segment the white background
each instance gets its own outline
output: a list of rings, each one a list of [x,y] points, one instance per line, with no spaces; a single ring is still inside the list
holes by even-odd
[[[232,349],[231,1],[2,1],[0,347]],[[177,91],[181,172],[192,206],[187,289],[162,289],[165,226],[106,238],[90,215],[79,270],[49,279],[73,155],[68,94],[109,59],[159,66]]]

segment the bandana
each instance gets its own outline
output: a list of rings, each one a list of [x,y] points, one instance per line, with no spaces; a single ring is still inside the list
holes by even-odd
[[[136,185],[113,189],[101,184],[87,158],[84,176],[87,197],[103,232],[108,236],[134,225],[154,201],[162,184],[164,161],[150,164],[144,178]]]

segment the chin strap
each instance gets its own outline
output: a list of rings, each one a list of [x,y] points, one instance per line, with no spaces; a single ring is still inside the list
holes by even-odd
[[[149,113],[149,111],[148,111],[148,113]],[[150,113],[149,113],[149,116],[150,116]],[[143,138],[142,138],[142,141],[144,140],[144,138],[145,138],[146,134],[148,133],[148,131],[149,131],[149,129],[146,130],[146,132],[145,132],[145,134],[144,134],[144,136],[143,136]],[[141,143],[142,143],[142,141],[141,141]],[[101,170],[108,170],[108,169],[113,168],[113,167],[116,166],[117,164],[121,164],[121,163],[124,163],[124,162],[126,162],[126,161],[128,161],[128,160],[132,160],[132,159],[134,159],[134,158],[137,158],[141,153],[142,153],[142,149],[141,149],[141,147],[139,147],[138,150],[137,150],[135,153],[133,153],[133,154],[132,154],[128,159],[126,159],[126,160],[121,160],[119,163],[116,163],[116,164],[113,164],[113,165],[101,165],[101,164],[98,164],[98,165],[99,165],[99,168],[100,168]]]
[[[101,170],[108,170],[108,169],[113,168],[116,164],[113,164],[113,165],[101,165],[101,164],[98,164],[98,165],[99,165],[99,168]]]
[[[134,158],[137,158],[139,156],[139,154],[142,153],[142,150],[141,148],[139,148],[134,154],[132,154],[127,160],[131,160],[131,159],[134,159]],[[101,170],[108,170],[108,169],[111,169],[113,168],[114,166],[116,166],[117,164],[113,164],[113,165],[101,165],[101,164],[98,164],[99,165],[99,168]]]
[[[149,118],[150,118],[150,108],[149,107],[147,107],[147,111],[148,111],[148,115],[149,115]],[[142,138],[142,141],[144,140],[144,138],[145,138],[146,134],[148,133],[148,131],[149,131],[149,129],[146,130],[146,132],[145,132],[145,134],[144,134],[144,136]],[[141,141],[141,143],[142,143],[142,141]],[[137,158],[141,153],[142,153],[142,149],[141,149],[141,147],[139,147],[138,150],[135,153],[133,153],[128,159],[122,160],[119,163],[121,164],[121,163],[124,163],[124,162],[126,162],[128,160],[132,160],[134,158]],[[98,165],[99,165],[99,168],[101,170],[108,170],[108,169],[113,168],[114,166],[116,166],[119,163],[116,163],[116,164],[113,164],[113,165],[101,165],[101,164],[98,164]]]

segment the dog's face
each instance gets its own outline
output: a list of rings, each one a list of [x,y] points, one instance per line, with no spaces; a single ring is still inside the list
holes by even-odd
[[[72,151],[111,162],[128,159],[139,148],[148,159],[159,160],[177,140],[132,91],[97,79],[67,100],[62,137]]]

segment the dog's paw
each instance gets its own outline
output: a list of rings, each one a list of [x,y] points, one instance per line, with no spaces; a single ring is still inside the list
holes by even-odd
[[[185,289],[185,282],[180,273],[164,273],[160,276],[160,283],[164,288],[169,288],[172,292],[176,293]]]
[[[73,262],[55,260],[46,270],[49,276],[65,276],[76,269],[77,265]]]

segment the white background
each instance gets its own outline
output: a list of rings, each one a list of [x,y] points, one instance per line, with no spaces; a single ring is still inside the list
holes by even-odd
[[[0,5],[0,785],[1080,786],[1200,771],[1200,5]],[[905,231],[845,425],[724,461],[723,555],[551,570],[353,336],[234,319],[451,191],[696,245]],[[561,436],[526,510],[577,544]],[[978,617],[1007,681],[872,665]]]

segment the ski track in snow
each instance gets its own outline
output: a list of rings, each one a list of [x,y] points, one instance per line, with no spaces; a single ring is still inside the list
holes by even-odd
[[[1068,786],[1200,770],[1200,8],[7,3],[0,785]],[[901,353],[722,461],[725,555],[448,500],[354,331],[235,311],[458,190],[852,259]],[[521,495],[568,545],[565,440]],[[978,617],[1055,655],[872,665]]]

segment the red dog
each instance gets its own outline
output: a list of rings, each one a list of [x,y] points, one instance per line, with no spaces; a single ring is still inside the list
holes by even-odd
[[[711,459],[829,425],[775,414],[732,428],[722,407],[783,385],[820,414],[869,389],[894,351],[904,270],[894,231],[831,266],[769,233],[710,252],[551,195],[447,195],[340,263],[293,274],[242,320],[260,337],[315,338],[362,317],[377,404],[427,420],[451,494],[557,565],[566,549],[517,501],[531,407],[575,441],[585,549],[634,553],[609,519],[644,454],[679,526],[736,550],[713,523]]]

Your goal:
Report each line above that includes the string "segment".

Task solution:
segment the white background
segment the bandana
segment the chin strap
segment the dog's face
segment the dog's paw
segment the white background
segment the ski track in snow
segment the red dog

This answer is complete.